__Direction A__.
Answer these questions about the garden drainage discussion:
(i) What does the radish root do in the soil?
(ii) On which days and at what hours is the Penn State Extension office open?
(iii) What has the tilling created, according to the post that mentions subsurface drainage?
__Direction B__. Write the next part of the garden drainage discussion, picking up after its final post.

═══ Text passage

You need a soil test, as a starting point, for nutrient levels.
Thu Jun 26, 2014 6:49 pm
I dont know if has been farmed in the past. I would say it is clay soil, it rained this afternoon, and when I took the dogs out this evening, water was still laying in the garden
Thu Jun 26, 2014 7:22 pm
Might investigate forage or tillage radish. I'm currently seeding the radish in the upper portion of my garden which has considerable clay content. The radish root bores deep holes in the soil. The holes carry nutrients deeper into the soil and the tops form a nice mat. The tops, the mat, can be tilled in for humus.
Something else you might consider is french drains and french wells.
Just throwing out ideas.
Thu Jun 26, 2014 8:41 pm
Eugene has given you some sound advice about drainage and local sources of information. I would suggest that you start here:
Penn State Extension
668 Elm Street, Suite C
Tionesta, PA 16353-8802
Monday-Friday 9:00 a.m. - 4:00 p.m.
PSU Extension can point you in the right direction for information in addition to what they have.
As for adding materials to your garden plot, in some cases it will work well, over time, in other cases it will not. Taking what you have said about your garden plot drainage problem, I envision a fairly level area that you tilled up in some manner and planted a few things. After a rain the garden stays wet for a long period of time.
The tilling has, in effect, created a "cereal bowl" with no outlet. You can add soil amendments to the bowl and not materially improve the drainage until you let the water out. That is where subsurface drainage works well. Eugene is right on target with his suggestions as possible ways to get the water drained away. This is a gross simplification of the many factors affecting drainage, however, it serves as a starting place.
Fri Jun 27, 2014 4:23 am
ScottyD'sdad wrote:Sometimes a hard pan layer develops, at the plow depth. (If it was farmed for a long time) Sub soil plow will break that up.
Might check with farmers in your local to see what they are doing with drainage problems and perhaps some history on your property.
If the area surrounding your property is fairly level, good bet the property has been "farmed" for a considerable length of time, perhaps 250 to 300 years.

══════
═══ Listed records

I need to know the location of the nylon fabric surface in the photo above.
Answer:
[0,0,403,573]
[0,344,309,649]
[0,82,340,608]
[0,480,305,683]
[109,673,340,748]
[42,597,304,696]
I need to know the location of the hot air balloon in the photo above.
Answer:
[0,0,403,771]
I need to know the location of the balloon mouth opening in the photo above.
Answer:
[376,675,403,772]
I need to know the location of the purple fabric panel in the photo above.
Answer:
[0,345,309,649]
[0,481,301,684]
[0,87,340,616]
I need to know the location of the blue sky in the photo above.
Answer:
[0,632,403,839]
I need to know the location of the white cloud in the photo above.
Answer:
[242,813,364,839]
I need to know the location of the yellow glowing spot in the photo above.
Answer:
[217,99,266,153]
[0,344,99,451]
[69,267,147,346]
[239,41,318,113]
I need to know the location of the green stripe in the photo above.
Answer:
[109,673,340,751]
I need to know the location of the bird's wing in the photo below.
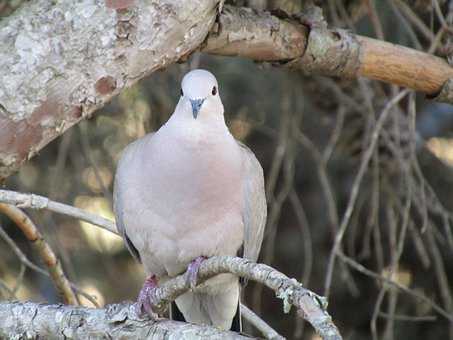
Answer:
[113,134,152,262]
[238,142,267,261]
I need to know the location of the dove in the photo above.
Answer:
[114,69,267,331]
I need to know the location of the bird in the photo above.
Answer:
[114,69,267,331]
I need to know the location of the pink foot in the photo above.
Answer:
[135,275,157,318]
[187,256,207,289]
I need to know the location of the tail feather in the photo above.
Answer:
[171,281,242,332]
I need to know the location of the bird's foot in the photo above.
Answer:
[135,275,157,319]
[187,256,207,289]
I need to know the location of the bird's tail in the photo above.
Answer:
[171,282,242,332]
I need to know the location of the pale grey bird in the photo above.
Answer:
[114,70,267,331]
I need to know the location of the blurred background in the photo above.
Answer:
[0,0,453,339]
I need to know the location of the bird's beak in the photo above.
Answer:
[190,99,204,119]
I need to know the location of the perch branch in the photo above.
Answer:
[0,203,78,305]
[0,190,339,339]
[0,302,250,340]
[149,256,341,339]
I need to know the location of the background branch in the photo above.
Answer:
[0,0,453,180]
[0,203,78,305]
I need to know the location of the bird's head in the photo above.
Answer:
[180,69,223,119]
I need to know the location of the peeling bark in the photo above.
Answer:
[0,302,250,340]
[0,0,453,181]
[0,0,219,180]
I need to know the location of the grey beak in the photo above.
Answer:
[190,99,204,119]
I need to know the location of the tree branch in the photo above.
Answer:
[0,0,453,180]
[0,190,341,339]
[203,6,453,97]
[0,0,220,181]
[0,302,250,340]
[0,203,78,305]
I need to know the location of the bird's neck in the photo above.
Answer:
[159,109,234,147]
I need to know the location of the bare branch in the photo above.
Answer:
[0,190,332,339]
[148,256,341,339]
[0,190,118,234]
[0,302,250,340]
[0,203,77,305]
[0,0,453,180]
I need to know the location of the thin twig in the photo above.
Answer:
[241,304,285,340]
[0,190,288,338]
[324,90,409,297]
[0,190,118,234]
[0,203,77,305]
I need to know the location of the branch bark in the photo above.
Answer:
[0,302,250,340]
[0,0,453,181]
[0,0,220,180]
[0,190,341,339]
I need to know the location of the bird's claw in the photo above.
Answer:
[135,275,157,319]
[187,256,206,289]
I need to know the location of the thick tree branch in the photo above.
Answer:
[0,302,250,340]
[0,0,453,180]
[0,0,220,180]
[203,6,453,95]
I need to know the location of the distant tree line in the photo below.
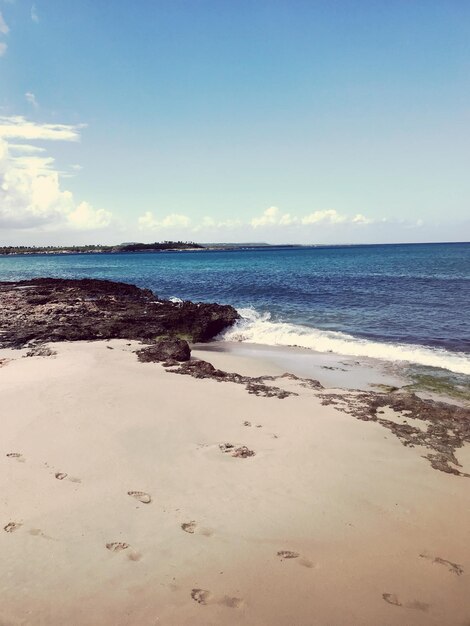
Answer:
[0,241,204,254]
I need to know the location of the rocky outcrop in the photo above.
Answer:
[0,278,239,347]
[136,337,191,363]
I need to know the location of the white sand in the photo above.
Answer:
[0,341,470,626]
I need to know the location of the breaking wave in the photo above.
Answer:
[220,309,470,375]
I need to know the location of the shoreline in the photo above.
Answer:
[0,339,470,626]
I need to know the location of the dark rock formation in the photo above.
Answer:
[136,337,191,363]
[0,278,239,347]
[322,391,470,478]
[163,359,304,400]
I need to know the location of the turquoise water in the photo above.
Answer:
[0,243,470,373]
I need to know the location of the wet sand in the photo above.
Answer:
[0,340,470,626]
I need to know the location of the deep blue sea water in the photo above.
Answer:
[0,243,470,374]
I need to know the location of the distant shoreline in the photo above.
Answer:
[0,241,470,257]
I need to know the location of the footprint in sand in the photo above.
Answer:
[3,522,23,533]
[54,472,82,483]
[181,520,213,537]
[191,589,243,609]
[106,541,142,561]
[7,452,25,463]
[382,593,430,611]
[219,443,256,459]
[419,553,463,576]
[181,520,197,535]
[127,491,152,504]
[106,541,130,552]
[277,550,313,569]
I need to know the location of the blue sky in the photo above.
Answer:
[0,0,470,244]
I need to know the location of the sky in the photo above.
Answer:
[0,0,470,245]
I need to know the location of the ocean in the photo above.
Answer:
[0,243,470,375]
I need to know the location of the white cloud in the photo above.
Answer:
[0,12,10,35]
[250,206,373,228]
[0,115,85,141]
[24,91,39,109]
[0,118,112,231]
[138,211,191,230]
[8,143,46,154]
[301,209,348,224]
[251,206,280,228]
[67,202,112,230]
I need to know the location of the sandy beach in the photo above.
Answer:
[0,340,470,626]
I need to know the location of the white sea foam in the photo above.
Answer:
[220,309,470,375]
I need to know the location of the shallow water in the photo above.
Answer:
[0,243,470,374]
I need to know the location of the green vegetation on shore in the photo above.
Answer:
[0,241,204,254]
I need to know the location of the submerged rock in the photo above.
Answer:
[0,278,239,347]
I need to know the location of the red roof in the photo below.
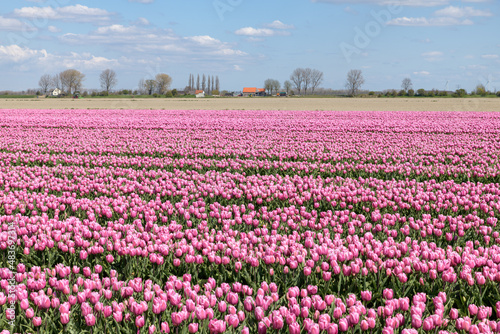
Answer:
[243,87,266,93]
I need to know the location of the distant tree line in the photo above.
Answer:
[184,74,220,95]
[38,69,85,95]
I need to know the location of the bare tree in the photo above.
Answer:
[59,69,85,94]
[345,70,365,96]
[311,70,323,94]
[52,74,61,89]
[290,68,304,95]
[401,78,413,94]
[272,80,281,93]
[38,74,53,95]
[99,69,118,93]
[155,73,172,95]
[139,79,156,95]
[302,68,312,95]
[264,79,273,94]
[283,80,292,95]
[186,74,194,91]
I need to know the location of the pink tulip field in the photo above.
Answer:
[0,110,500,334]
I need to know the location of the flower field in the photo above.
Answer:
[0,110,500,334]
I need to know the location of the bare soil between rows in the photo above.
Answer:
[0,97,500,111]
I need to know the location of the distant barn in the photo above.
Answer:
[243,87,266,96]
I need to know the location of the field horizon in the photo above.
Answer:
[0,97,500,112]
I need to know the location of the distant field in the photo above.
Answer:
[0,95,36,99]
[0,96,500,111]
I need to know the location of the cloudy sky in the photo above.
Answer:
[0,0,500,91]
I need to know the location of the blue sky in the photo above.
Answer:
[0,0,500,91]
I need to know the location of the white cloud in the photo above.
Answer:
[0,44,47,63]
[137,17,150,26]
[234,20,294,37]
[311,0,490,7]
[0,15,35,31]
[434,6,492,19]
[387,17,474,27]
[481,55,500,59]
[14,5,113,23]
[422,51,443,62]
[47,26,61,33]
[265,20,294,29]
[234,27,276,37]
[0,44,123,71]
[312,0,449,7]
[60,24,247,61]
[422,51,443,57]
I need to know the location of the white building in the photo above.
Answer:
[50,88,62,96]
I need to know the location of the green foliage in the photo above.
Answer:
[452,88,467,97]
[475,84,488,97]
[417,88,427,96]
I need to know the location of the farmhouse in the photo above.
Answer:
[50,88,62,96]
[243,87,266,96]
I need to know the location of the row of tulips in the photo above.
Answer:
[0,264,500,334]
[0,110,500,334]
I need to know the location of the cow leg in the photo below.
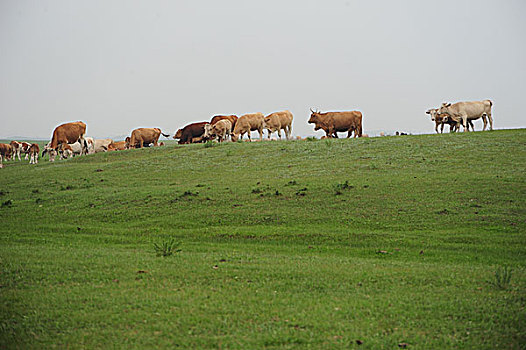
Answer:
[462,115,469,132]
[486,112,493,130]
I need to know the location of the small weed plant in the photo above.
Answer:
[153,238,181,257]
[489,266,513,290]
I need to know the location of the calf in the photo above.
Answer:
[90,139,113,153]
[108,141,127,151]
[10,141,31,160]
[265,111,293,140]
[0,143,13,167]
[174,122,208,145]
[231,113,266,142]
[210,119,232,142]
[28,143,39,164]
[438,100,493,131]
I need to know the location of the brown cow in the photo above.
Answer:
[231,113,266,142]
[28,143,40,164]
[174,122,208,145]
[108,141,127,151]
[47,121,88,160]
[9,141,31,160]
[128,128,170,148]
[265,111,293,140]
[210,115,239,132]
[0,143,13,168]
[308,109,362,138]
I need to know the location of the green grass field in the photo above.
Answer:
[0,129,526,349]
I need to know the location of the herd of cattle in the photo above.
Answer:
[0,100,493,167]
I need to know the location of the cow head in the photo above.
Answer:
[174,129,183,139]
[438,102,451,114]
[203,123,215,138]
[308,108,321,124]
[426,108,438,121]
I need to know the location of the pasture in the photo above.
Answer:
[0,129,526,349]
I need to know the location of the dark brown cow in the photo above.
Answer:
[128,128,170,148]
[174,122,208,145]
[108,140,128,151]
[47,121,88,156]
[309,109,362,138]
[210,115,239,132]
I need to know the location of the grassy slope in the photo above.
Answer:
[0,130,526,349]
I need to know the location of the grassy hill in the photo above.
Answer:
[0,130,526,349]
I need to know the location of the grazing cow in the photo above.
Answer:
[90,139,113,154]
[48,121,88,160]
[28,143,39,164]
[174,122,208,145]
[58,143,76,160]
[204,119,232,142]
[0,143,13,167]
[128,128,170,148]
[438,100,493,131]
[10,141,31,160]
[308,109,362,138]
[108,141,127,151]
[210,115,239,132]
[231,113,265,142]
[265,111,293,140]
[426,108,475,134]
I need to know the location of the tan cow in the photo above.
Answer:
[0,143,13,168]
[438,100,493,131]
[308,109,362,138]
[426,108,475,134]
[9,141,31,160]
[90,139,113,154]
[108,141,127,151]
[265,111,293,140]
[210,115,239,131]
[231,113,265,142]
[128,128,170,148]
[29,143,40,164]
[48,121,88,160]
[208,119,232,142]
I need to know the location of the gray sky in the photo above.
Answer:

══════
═══ Listed records

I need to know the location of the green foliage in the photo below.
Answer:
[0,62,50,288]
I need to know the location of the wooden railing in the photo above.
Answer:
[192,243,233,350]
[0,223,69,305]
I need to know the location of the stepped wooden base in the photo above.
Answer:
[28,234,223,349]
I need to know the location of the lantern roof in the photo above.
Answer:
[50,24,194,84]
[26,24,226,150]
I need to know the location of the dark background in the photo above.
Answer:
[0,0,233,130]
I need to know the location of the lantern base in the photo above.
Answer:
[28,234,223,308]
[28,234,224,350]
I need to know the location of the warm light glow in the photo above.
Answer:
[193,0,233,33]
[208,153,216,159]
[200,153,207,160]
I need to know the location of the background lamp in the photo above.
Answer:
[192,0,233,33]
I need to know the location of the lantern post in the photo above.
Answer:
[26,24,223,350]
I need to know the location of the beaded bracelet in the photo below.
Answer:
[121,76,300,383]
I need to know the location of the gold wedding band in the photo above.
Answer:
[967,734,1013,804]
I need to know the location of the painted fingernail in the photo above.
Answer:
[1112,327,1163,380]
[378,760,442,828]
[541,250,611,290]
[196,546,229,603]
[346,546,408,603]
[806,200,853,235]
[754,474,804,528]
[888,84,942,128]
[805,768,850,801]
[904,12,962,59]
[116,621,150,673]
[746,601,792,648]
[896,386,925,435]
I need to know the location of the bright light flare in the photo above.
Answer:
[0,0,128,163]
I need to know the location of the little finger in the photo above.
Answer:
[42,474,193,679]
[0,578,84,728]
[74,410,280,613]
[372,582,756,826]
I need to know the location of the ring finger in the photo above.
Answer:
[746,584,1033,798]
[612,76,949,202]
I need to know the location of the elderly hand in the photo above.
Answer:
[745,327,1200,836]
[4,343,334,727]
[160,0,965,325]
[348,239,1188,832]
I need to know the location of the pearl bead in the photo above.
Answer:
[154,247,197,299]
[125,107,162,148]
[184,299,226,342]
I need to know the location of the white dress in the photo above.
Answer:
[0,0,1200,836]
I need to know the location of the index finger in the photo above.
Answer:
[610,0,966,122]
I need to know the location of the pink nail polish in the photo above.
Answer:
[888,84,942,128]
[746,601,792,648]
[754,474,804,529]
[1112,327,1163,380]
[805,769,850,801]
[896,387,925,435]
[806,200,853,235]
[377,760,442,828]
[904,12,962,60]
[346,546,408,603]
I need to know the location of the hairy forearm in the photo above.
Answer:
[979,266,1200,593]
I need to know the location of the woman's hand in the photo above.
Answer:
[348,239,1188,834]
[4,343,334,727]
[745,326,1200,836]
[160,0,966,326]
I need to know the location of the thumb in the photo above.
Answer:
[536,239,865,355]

══════
═══ Listed records

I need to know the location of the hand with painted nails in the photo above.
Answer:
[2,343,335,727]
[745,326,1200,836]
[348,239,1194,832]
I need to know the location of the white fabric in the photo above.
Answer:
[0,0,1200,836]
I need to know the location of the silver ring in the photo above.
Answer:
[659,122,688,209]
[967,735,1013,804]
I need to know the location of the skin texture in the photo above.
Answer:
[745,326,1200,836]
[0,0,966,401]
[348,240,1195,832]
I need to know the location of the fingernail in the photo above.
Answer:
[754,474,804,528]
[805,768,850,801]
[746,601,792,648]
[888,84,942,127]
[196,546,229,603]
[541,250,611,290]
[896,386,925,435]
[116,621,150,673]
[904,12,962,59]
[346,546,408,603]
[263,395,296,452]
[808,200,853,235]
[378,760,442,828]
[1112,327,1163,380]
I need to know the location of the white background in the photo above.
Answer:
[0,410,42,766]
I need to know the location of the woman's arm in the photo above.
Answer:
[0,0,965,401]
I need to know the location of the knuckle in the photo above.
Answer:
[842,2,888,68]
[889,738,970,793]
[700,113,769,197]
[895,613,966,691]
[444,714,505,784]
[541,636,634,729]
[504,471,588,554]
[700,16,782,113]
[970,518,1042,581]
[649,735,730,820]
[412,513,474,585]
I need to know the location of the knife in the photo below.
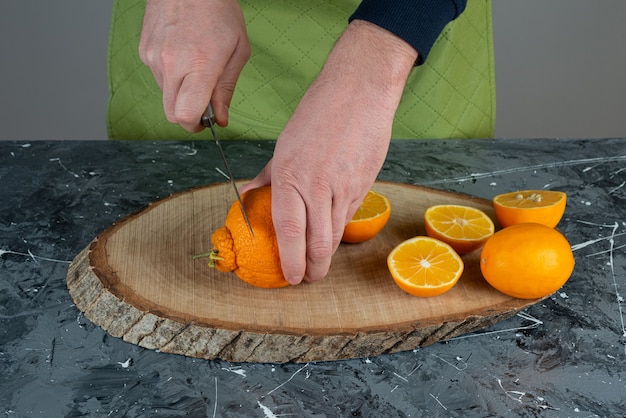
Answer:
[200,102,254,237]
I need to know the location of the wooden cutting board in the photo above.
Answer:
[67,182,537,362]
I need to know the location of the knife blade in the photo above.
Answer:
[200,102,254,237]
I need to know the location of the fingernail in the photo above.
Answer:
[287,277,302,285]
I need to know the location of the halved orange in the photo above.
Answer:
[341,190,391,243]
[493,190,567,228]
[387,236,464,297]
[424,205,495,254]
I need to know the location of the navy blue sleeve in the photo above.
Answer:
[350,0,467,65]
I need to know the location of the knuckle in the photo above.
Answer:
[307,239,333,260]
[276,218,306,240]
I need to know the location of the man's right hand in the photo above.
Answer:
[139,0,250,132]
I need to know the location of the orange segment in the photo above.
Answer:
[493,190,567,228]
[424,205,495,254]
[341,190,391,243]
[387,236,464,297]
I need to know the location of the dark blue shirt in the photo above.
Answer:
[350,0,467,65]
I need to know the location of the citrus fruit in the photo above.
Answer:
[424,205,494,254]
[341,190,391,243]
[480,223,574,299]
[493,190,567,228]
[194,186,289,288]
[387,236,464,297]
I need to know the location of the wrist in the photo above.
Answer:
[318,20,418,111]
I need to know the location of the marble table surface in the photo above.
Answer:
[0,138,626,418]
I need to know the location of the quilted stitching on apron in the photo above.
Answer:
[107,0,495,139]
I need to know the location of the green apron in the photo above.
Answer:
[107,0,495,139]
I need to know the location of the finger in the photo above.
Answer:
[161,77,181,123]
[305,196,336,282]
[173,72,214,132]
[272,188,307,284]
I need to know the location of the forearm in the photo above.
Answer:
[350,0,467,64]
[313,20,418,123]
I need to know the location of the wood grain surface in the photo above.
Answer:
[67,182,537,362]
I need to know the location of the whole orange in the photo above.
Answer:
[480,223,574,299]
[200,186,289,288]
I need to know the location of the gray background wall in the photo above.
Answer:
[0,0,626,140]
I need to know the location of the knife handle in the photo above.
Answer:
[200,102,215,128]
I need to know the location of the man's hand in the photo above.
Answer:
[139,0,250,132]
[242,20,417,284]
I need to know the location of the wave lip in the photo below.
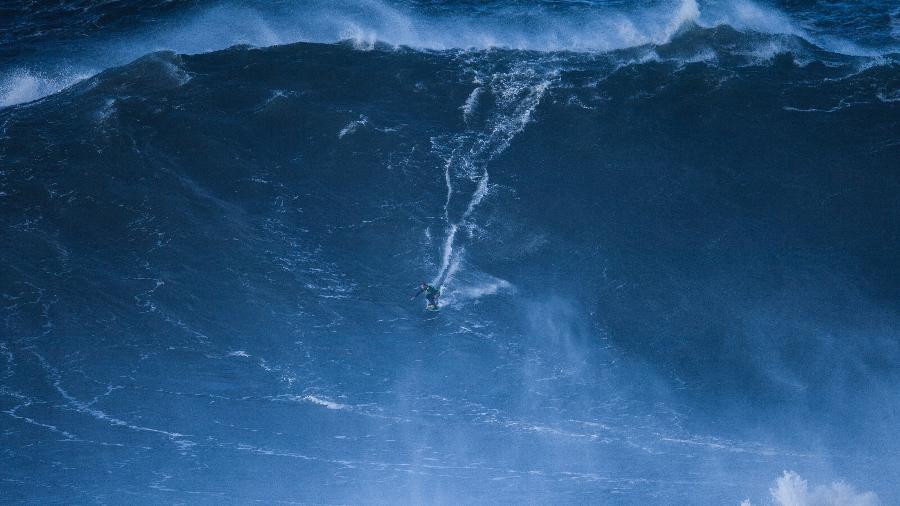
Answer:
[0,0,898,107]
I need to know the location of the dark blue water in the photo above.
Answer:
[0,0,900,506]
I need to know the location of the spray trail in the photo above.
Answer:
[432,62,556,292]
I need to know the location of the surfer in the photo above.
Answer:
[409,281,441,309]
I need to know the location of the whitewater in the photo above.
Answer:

══════

__Right answer A__.
(i) It bores deep holes in the soil.
(ii) Monday through Friday, 9:00 a.m. to 4:00 p.m.
(iii) A "cereal bowl" with no outlet.

__Right answer B__.
Fri Jun 27, 2014 5:58 am
I would like to thank all of you for your responces, you gave me very valuable information, and this fall I think I will install french drains, and have my soil tested in the mean time. Again thanks guys you been very helpful
Sun Jun 29, 2014 12:48 pm
I made raised beds out of 2x12 x8 rough cut, this spring, and have my strawberries , asparagus, and rhubarb in those and they are doing great. I know the pine wont last long, so what do you guys think of using treated 6x6 for raised beds? I want to go with all raised beds next season because of my drainage problem
Sun Jun 29, 2014 8:39 pm
I would use untreated lumber. It will rot out after a few years. It's not that expensive to replace.http://www.finegardening.com/are-pressu ... arden-beds
Sun Jun 29, 2014 10:48 pm
Spread several loads of good fill over the garden and work it in good with plow/subsoiler/tiller/etc. then get tile working under there! -----If its that level then you have a perfect site for reverse tile system!!---that is the way I would go! then you could control the sub-soil water yourself the year around! thanks; sonny
Mon Jun 30, 2014 5:37 am
SONNY wrote:Spread several loads of good fill over the garden and work it in good with plow/subsoiler/tiller/etc. then get tile working under there! -----If its that level then you have a perfect site for reverse tile system!!---that is the way I would go! then you could control the sub-soil water yourself the year around! thanks; sonny
Sonny, what do you mean by getting tile under the soil
Mon Jun 30, 2014 3:31 pm
Use common slotted plastic field tile, either 3" or 4"!---lay out your garden and install these laterals 5 or 10 foot apart, or closer.---on the ends, hook them to main cross tile,--at the corners run them into catch basins so you can use a pump to get the water down to the level that you want!---drought period, you can dump water into the basins and have control of your subsoil moisture all year!
I have installed one of them as a test and they do really work!---just make sure that you put them in level!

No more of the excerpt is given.